A Different Christmas

Clare Potts writes about how cancer has changed her family this Christmas.

This Christmas will be different for my family. Firstly, we’ll be together for the first time in 4 years. Secondly, one of us will have cancer.  

In June this year my 2-year-old niece, Eva, was diagnosed with a rare form of eye cancer. After the initial shock, we went into Project Eva planning mode. Jobs were reshuffled, care plans were worked out, and flights were booked. My family, spread over 3 states, did what we do best. We cared. But amongst that care was a sense of utter uselessness. No matter how many meals we cooked, children we minded, or tears we shed, we had no power over the cancer.  

I expect when we finally come together on 24 December 2022, we’ll all be pretty different from the people we were before Eva. Petty squabbles between me and my sisters will be eclipsed by our love for each other’s kids. Thankfulness will overtake the usual relational tensions of the Christmas gathering as we are freshly reminded of the fragility of life.   

I think many of us can relate to Christmases like these after major illnesses or accidents rock a family. The pandemic certainly taught us a lot about the value of being together, let alone the value of good health.  

The Christmas story is one of God entering into fragility. The idea that a God would reduce himself to be a human – a member of His own creation – is mind-spinning even to those who believe it. And the motive behind this madness? Love.  

This Christmas, amid our grief and uselessness, I’m thankful that my family and I pray to a God who entered into fragility, into weakness, and eventually into death for me and mine – and for anyone who calls out to him.

Extracted records:
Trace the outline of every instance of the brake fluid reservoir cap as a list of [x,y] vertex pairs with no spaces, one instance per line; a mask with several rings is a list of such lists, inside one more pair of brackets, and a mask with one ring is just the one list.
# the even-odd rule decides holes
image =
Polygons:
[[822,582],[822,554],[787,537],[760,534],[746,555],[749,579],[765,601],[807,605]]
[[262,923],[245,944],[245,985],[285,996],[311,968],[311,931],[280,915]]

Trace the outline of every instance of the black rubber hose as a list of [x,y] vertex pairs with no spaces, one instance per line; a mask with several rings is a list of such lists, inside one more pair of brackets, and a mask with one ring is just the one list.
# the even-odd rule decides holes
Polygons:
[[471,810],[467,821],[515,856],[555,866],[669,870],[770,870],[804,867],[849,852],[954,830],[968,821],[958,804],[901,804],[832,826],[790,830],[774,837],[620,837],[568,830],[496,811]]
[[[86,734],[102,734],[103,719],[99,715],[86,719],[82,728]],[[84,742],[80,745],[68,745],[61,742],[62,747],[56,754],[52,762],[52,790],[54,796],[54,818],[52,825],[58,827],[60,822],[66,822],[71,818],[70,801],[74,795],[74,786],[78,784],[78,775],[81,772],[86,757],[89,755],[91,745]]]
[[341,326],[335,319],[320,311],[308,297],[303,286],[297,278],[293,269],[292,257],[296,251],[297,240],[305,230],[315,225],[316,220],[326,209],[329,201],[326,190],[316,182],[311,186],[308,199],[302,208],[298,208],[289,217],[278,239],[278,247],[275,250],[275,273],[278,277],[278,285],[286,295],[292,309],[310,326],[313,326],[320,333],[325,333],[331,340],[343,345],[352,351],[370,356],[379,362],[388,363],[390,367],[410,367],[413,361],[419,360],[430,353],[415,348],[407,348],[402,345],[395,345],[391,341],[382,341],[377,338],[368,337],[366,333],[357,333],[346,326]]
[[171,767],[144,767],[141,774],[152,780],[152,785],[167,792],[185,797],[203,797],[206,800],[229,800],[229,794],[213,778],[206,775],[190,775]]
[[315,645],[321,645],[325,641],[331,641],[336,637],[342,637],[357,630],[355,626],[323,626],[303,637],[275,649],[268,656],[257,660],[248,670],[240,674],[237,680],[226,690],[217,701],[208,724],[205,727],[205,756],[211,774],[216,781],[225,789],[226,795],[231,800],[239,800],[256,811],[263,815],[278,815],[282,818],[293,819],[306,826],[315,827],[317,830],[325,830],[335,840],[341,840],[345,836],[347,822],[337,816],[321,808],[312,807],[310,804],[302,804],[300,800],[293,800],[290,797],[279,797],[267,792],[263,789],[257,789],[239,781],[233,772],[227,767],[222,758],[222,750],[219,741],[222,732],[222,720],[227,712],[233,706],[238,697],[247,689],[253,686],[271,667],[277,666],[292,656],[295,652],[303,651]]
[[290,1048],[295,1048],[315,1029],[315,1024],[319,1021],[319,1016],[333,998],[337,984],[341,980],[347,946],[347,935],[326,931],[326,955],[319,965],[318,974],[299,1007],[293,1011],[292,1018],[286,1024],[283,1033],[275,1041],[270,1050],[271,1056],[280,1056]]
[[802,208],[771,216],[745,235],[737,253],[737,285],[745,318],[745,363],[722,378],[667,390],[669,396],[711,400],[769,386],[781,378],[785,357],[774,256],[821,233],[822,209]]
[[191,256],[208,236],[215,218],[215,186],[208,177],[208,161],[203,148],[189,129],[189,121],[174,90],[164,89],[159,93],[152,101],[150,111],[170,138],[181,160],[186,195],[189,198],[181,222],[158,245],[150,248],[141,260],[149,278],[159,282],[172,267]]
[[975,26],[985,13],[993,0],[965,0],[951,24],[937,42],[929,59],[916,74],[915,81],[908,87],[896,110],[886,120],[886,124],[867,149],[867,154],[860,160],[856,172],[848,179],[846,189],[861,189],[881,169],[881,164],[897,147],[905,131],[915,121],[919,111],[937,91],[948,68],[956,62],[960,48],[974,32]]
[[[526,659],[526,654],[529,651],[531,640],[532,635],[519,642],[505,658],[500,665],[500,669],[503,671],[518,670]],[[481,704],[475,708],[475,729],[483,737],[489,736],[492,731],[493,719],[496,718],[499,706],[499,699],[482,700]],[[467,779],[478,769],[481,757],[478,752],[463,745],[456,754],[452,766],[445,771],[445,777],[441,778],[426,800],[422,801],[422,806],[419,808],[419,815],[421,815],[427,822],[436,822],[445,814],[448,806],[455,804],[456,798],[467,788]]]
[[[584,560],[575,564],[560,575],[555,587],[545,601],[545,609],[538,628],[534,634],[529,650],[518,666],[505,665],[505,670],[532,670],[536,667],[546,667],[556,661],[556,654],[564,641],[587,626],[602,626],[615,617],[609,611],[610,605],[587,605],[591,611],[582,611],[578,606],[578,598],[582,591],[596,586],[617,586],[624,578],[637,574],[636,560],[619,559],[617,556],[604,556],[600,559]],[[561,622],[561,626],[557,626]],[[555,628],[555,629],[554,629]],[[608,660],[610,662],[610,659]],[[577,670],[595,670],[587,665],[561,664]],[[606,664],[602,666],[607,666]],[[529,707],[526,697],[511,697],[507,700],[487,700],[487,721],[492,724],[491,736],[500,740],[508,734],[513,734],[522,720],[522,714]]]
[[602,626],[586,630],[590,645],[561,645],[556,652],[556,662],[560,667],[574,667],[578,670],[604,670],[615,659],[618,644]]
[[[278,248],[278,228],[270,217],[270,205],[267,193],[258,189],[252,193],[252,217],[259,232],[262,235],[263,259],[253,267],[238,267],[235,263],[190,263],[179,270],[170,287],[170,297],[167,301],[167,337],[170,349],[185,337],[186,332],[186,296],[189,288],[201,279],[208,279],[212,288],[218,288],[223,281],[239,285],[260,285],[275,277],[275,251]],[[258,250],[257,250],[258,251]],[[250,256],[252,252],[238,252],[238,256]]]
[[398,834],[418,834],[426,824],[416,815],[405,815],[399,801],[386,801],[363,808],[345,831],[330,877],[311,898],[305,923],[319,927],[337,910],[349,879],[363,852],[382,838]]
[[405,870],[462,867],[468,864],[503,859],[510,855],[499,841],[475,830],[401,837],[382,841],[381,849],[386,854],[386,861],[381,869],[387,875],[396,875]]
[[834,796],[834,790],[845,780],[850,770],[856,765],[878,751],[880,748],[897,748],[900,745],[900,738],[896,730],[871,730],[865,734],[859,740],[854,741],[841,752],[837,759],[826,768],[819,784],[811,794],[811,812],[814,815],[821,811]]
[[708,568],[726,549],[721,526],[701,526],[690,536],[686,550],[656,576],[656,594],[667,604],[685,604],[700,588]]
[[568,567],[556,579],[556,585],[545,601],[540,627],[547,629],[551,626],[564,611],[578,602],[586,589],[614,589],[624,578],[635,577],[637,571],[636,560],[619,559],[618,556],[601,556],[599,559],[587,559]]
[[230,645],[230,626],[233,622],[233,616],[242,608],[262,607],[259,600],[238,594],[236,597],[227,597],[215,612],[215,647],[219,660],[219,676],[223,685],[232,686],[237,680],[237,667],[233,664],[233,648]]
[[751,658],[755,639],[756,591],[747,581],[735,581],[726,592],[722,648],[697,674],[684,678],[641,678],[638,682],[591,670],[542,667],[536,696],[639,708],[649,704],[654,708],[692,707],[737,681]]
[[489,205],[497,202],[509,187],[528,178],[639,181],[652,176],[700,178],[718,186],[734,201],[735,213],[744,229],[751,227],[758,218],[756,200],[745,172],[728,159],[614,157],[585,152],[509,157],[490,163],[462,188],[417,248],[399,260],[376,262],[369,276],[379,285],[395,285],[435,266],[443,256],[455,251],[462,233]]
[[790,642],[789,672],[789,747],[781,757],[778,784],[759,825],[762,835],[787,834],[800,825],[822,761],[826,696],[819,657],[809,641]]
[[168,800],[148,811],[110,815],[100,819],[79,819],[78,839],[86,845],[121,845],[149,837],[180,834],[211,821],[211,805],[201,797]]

Try it: Output, word for word, the passage of the Christmas essay above that runs from "A Different Christmas" to "will have cancer.".

The completed task:
A Different Christmas

Clare Potts writes about how cancer has changed her family this Christmas.

This Christmas will be different for my family. Firstly, we’ll be together for the first time in 4 years. Secondly, one of us will have cancer.